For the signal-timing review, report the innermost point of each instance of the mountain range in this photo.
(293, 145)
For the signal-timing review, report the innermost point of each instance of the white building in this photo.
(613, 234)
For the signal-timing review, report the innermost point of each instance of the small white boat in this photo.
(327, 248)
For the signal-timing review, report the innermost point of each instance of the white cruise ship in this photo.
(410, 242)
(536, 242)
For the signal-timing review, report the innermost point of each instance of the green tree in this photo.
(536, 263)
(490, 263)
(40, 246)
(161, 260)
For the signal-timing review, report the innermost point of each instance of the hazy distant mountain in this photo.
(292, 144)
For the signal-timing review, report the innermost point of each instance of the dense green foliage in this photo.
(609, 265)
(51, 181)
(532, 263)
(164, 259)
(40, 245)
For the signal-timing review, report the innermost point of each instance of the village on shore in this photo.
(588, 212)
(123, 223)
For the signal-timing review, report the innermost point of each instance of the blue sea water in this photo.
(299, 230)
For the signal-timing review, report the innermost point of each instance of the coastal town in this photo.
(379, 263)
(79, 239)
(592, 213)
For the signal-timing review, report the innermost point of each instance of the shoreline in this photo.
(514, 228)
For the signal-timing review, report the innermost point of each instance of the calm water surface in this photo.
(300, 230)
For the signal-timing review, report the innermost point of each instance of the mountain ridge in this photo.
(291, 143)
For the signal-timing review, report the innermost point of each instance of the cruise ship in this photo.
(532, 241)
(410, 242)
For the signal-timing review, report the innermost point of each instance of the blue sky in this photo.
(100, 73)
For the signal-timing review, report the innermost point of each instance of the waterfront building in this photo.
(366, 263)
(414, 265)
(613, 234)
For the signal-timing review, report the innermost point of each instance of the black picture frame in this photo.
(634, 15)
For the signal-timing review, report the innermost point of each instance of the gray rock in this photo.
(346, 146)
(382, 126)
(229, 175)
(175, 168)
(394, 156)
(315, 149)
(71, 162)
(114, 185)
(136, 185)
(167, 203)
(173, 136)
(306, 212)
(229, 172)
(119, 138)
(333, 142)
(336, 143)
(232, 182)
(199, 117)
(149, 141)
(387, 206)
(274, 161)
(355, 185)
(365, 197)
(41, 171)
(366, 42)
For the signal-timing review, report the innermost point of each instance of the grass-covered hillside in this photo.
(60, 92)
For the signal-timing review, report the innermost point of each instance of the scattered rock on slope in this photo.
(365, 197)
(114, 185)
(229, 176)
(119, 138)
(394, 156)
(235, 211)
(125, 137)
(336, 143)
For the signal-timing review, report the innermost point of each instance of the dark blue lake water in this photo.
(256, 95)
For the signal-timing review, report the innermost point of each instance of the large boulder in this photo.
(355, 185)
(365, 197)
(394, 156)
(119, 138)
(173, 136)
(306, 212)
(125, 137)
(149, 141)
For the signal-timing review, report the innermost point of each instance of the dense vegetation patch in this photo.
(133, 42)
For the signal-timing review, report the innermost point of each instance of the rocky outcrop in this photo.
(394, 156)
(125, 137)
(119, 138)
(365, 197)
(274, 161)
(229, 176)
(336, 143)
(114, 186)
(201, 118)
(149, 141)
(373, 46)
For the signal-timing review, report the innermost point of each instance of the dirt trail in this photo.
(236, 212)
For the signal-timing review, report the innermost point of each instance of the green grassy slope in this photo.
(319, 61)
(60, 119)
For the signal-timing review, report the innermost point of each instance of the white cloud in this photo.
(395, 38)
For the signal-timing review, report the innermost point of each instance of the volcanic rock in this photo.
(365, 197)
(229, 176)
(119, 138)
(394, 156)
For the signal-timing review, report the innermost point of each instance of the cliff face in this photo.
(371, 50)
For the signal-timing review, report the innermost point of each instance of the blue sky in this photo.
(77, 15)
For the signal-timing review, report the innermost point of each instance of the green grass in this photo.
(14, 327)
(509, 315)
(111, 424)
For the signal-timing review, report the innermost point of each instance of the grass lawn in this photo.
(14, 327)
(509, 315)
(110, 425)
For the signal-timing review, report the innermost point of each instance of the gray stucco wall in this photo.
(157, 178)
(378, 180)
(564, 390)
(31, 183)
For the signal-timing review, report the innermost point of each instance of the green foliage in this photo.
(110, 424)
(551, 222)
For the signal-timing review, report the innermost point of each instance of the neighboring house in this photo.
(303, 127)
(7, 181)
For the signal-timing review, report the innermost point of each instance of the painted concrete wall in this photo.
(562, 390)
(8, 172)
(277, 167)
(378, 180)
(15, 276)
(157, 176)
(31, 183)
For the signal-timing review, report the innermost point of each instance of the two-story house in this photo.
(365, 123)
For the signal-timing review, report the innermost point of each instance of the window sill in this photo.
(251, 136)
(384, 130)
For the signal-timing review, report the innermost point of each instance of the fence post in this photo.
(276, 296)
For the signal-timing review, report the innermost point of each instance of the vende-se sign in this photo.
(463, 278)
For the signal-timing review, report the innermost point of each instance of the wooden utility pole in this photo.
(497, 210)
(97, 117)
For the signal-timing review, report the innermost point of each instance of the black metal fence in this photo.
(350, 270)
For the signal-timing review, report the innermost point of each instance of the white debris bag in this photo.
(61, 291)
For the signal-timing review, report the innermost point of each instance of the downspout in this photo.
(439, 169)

EXERCISE PROMPT: Your task is to quote the listing above word for word.

EXPECTED ANSWER:
For the signal-timing review, report the innermost point of each instance of the mountain range in this photo.
(293, 145)
For the signal-timing review, report the innermost point of each instance of the white building in this photo.
(613, 234)
For the signal-timing review, report the innermost point of each instance of the small white boat in this photo.
(327, 248)
For the signal-timing review, report the innermost point of each instance of the white cruise ship in this photo.
(410, 242)
(536, 242)
For the signal-timing review, report the innermost point of each instance of the green tree in this photo.
(536, 263)
(490, 263)
(40, 246)
(161, 260)
For the signal-timing review, report the innermost point of each instance of the hazy distant mountain in this photo.
(292, 144)
For the signal-timing review, report the innermost point of each instance of the dense green foliage in this photo.
(609, 265)
(51, 181)
(532, 263)
(164, 259)
(40, 245)
For the signal-timing review, report the innermost point of each instance of the village on shore in this photo.
(588, 212)
(123, 223)
For the signal-timing review, report the innermost point of each instance of the blue sea water in this photo.
(299, 230)
For the signal-timing review, report the innermost point of each instance of the coastal town in this photo.
(379, 263)
(79, 239)
(592, 213)
For the signal-timing review, report the innermost point of each instance of the shoreline in this photo.
(514, 228)
For the signal-timing review, report the innermost point of each instance of the calm water surface in this photo.
(300, 230)
For the signal-timing review, report the innermost point of each instance of the mountain ridge in this photo.
(291, 143)
For the signal-timing review, report the innermost point of each instance of the cruise ship in this photo.
(532, 241)
(410, 242)
For the signal-timing review, report the innermost point of each instance of the blue sky in this photo.
(100, 73)
For the signal-timing review, report the innermost point of each instance of the waterfront building in this photo.
(366, 263)
(414, 265)
(613, 234)
For the signal-timing review, report the innermost point of each instance of the black picture frame in this photo.
(634, 15)
For the signal-timing review, report the innermost point of each instance of the gray rock in this photo.
(346, 146)
(382, 126)
(229, 175)
(175, 168)
(394, 156)
(315, 149)
(71, 162)
(114, 185)
(136, 185)
(167, 203)
(173, 136)
(306, 212)
(229, 172)
(119, 138)
(333, 142)
(336, 143)
(232, 182)
(199, 117)
(149, 141)
(387, 206)
(274, 161)
(355, 185)
(365, 197)
(41, 171)
(366, 42)
For the signal-timing review, report the innermost point of each instance of the grass-covered hillside in this photo.
(60, 92)
For the signal-timing review, report the innermost point of each instance of the scattered rock on slope in this photo.
(365, 197)
(114, 185)
(229, 176)
(119, 138)
(394, 156)
(235, 211)
(125, 137)
(336, 143)
For the signal-timing review, report the innermost point of each instance of the dark blue lake water in this photo.
(256, 95)
For the signal-timing review, report the innermost point of each instance of the large boulder in this photo.
(355, 185)
(365, 197)
(394, 156)
(119, 138)
(173, 136)
(306, 212)
(125, 137)
(149, 141)
For the signal-timing review, report the innermost point of each instance of the dense vegetation patch in this photo.
(133, 42)
For the signal-timing review, report the innermost point of each instance of the rocky outcrop in this photo.
(394, 156)
(125, 137)
(119, 138)
(365, 197)
(274, 161)
(229, 176)
(336, 143)
(114, 186)
(201, 118)
(149, 141)
(373, 46)
For the signal-timing review, report the innermost point of each instance of the dirt trail in this photo.
(236, 212)
For the signal-timing review, report the innermost point of each instance of the green grassy slope in this photo.
(319, 61)
(60, 119)
For the signal-timing review, report the innermost point of each instance of the white cloud in this photo.
(395, 38)
For the signal-timing review, report the innermost point of each instance of the volcanic rock in this photo.
(365, 197)
(229, 176)
(119, 138)
(394, 156)
For the signal-timing review, report the innermost point of each instance of the cliff face in this photo.
(371, 50)
For the signal-timing review, report the innermost point of each instance of the blue sky in this photo.
(77, 15)
For the signal-timing review, report the innermost point of each instance of the green grass in this photo.
(14, 327)
(509, 315)
(111, 424)
For the signal-timing review, report the innermost point of each instance of the grass lawn in this photo.
(14, 327)
(509, 315)
(110, 425)
For the signal-timing review, report the innermost point of each instance of the gray stucco wall in this photo.
(157, 178)
(378, 180)
(564, 390)
(31, 183)
For the signal-timing review, report the innermost point of each instance of the green foliage in this photo.
(110, 424)
(551, 222)
For the signal-timing review, report the innermost point of each instance of the neighboring house in this photo.
(303, 127)
(7, 181)
For the signal-timing review, report the innermost point of each instance of the painted concrete wall in this photo.
(562, 390)
(8, 172)
(277, 167)
(378, 180)
(15, 276)
(157, 176)
(31, 183)
For the signal-timing review, report the innermost point of each instance of the two-story house in this photo.
(365, 123)
For the signal-timing review, report the innermost point of each instance of the window sill in this photo.
(251, 136)
(384, 130)
For the signal-timing review, report the innermost point of each instance of the fence post in this photo.
(276, 296)
For the signal-timing review, report the innermost point of each instance of the vende-se sign in this photo.
(463, 278)
For the signal-timing review, report the innermost point of each instance of the wooden utility pole in this photo.
(497, 210)
(97, 117)
For the signal-timing review, report the innermost point of each instance of the black metal fence in this photo.
(350, 270)
For the signal-timing review, report the innermost point of each instance of the white debris bag in this photo.
(61, 291)
For the signal-timing review, report the innermost point of each instance of the downspout in this photo.
(439, 169)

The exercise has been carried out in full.